▶ **Exercise aim**
Rewrite the material with every "fish fin" changed to "tail fin" and nothing else altered, omitting the pictures.
[Start of Task input]
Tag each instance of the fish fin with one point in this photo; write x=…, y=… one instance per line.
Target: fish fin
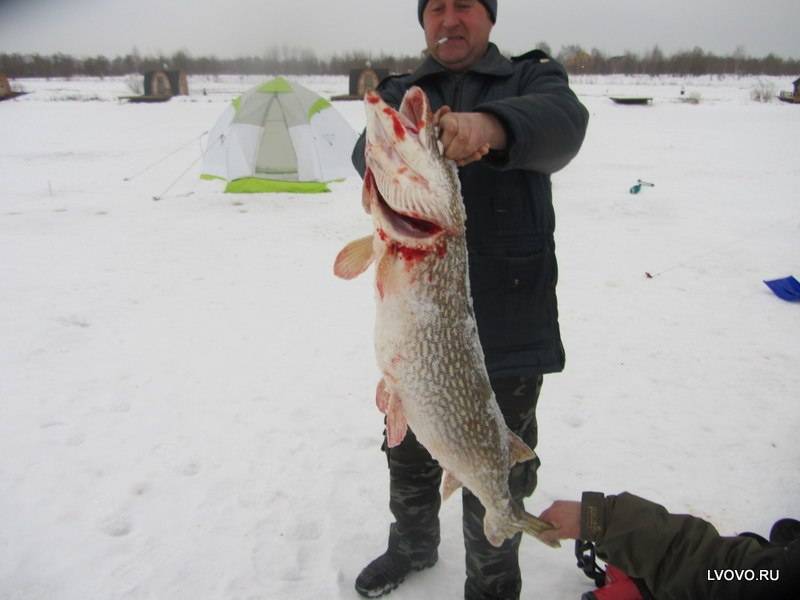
x=396, y=424
x=382, y=396
x=450, y=485
x=354, y=258
x=519, y=451
x=533, y=526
[End of Task input]
▶ **Answer to this exercise**
Tag each instance of the tail fin with one point in this photo; write x=…, y=… one instance per line.
Target: tail fin
x=396, y=424
x=382, y=396
x=450, y=485
x=354, y=258
x=519, y=451
x=533, y=526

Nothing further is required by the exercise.